## DOCUMENT EXTRACT

++++++

Performance material sales increased 45% versus last year and 4% sequentially, reflecting stronger volumes. The volume recovery in the segment was initially led by Asia, where we are now seeing improvement in both North America and Europe. Segment operating income of $57 million was up substantially versus prior year, which resulted in the significant improvement in margins. Sequential margins improved 140 basis points, reflecting stronger volumes and solid cost control.

Progress on the electronics restructuring efforts continued during the quarter. We will see a larger impact to margins in our third quarter as we incur costs to complete these efforts. We now expect millions in square inches of silicon to grow 30% in fiscal year.

Please turn to slide 11; equipment and energy. Sales of $119 million decreased 7% versus last year on lower air separation unit sales. Operating income of $18 million increased versus prior year due to higher LNG activity. Our backlog is rising due to the previously announced Gorgon LNG order, and we will soon be formally announcing another major LNG order with Exxon mobile for the New Guinea project, which was received during the quarter.

Now I will turn the call back over to Paul.

Paul Huck

Thanks Nelson. Now if you’ll please turn to slide 12. I’d like to share our thoughts on our outlook. Our guidance for quarter three is for earnings per share of $1.25 to $1.29, based on the following factors.

On the positive side we expect to see increased earnings sequentially from the following areas. We expect the manufacturing economy globally to continue it’s gradual recovery. This along with some seasonal boost should result in higher sequential volumes in the merchant gases and the electronics and performance material segments. New plan on-streams and supply contracts, including the full quarter impact of our new hydrogen plant in Corpus Christie, Texas, and our increased supply at Exxon mobile at Bay Town, Texas will contribute to next quarters tonnage results.

Partially offsetting these sequential improvements will be; in electronics we expect demand to continue to remain strong. As we’ve discussed with you in the past, we plan to finalize our restructuring efforts in quarter three, which will result in higher cost next quarter. While margins will dip in quarter three, we expect them to rebound in quarter four, and be on-track to meet our 2011 goal of 15%.

++++++

[Raw records]
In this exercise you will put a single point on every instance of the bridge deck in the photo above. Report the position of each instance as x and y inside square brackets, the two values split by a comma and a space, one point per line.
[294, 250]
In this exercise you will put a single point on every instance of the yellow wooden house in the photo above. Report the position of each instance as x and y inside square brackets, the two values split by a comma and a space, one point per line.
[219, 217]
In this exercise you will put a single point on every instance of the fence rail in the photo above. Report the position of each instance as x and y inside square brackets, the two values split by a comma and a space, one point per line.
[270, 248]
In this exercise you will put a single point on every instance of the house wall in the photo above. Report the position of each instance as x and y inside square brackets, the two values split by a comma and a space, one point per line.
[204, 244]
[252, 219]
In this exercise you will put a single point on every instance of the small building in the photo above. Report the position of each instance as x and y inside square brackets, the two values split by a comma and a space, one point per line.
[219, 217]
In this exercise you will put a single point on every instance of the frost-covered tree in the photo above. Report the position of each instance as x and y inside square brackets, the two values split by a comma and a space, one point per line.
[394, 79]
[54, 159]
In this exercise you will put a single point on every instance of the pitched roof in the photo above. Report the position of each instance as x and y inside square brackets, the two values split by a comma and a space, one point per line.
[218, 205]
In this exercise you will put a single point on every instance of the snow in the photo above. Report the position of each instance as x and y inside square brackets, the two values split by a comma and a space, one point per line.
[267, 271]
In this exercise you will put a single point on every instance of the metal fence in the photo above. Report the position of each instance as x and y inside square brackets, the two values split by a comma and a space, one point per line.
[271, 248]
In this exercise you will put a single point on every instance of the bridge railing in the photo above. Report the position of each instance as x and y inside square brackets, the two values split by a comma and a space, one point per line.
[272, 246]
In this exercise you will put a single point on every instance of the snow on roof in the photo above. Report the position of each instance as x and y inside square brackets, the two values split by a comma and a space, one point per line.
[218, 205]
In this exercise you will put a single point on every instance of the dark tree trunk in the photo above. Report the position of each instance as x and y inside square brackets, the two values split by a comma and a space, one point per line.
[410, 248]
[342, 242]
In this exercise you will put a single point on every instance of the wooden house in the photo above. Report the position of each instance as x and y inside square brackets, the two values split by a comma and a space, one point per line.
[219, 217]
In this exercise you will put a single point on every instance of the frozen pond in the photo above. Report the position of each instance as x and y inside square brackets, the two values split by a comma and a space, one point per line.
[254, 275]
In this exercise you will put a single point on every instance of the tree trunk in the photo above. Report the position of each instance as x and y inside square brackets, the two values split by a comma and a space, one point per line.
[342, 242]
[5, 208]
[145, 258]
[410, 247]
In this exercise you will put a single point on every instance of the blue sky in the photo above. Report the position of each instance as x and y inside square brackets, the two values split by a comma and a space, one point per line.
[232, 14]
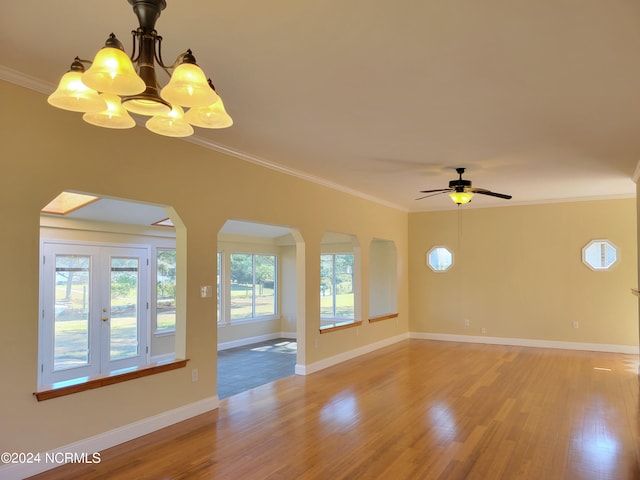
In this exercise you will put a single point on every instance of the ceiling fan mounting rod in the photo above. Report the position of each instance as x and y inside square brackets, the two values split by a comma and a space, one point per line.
[148, 12]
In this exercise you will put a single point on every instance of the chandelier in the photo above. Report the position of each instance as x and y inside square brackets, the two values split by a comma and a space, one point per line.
[116, 84]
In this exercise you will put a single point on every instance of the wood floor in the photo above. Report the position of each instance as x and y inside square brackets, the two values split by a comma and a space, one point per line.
[415, 410]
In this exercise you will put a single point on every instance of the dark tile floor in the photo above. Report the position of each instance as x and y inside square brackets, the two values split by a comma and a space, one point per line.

++++++

## PROBLEMS TO WORK ON
(a) Copy the earnings call excerpt word for word, starting at "Partially offsetting these" and ending at "goal of 15%.".
(b) Please carry the earnings call excerpt forward from its last sentence.
The rows stand apart from the earnings call excerpt.

## ANSWERS FOR THE TASKS
(a)
Partially offsetting these sequential improvements will be; in electronics we expect demand to continue to remain strong. As we’ve discussed with you in the past, we plan to finalize our restructuring efforts in quarter three, which will result in higher cost next quarter. While margins will dip in quarter three, we expect them to rebound in quarter four, and be on-track to meet our 2011 goal of 15%.

(b)
In equipment and energy, we are forecasting higher energy development spending next quarter and planned maintenance outages at a number of plants.

Looking at fiscal 2010 with half of the fiscal year behind us, we are raising our earnings per share guidance for the year. We were at $4.75 to $4.95, and are increasing our guidance to $4.90 to $5.00, anticipating earnings per share growth of 21% to 23% versus the prior year. Overall, our 2010 economic assumptions haven’t changed much.

We expect that global manufacturing will still grow about 2% in our fiscal 2010. Regionally Europe remains the weakest and we still expect a 1% decline in our fiscal 2010. North America should be up about 1%, and Asia continues to be the strongest., and we are now forecasting growth of about 10% in our fiscal 2010.

Demand in the electronics market has been strong, so we are modestly increasing our estimate for silicon growth to about 30%. Our capital spending guidance remains unchanged, as well as most of our other assumptions. Despite the gradual nature of the recovery, we remain optimistic about our prospects for the future.

Turning to other growth initiatives; as you all know we, announced our offer for Airgas earlier this quarter. Let me give you a brief update on where that stands. We remain convinced of the strong industrial logic, and strong strategic rationale that underpin this deal. We also believe that we are the best company to do this deal, as our businesses are highly complimentary.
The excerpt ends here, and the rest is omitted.